→ What you will do:
- a) Rewrite the passage of the Chen Shih-chung biography that begins at "In 1968, Chen" and ends after "(D.D.S.) in 1977.", changing "dentistry" to "dental medicine".
- b) According to the Chen Shih-chung biography, at which university was his father a professor of civil law?

→ Selected text:
Taiwanese dentist and politician (born 1952)

Chen Shih-chung (陳時中 (Chén Shízhōng); born December 27, 1952) is a Taiwanese dental surgeon and politician. He served as the head of the Ministry of Health and Welfare from 2017 to 2022. During the COVID-19 pandemic, he gained widespread recognition as the leading authority on the COVID-19 pandemic in Taiwan. A member of the Democratic Progressive Party (DPP), he was the party's nominee to be the mayor of Taipei during the 2022 local elections, but lost to Chiang Wan-an.

==Early life and education==
Chen was born in Taipei, Taiwan, on December 27, 1952. On his father's side, he was descended from a prominent academic family in Kaohsiung. One of his aunts, Sun Chen-ching (孫陳錦), was a centenarian who worked as designer for Nippon Light Metal. His father, Chen Chi-yen (陳棋炎), was a professor of civil law at National Taiwan University who was educated in Japan. During the White Terror, Chi-yen was a minor political dissident in Taiwan.

In 1968, Chen began attending Taipei Municipal Chien Kuo High School. After graduation, he enrolled at Taipei Medical University in 1971 to study dentistry and earned his Doctor of Dental Surgery (D.D.S.) in 1977.

→ Available data:
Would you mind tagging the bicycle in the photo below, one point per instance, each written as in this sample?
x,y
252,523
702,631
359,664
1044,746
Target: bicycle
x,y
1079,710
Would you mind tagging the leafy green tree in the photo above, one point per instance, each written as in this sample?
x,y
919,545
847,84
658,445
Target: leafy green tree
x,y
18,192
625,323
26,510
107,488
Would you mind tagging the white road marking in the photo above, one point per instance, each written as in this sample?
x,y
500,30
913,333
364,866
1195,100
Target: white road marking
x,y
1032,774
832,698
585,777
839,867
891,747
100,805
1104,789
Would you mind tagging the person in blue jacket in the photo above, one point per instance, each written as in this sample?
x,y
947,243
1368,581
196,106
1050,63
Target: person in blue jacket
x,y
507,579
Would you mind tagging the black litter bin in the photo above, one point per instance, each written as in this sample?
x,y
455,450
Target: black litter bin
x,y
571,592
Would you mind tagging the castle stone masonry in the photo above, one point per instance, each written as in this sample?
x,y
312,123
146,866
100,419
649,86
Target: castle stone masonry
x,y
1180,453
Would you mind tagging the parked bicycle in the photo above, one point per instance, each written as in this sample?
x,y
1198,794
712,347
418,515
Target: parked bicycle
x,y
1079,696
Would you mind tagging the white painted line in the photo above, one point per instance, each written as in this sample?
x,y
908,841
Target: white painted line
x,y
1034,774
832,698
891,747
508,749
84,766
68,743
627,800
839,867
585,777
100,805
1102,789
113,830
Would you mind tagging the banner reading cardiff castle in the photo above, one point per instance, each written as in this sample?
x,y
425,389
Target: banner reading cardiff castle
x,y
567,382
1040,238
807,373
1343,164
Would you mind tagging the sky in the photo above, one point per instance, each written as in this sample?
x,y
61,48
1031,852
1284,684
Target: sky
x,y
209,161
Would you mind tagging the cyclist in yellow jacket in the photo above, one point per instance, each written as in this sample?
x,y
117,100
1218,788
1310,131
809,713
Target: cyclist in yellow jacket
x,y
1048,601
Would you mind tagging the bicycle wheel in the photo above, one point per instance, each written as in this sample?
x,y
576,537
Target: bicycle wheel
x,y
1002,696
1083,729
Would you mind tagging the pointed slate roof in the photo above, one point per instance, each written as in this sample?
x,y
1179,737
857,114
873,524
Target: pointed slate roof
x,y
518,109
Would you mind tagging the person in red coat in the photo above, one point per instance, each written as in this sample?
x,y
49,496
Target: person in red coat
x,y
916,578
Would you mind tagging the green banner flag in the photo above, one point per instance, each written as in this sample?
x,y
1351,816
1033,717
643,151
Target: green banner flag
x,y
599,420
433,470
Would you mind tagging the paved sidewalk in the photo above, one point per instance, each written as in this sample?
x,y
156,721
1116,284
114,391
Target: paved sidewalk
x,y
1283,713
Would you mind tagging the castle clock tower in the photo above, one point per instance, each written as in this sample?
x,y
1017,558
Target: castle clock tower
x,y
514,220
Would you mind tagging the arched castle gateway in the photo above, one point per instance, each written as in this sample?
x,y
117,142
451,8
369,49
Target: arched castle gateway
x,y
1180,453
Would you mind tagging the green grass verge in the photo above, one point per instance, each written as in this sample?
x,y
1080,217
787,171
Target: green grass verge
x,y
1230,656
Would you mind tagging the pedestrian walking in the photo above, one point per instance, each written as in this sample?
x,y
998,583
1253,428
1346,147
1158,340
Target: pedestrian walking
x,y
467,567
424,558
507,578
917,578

→ Your responses:
- a)
In 1968, Chen began attending Taipei Municipal Chien Kuo High School. After graduation, he enrolled at Taipei Medical University in 1971 to study dental medicine and earned his Doctor of Dental Surgery (D.D.S.) in 1977.

- b) National Taiwan University.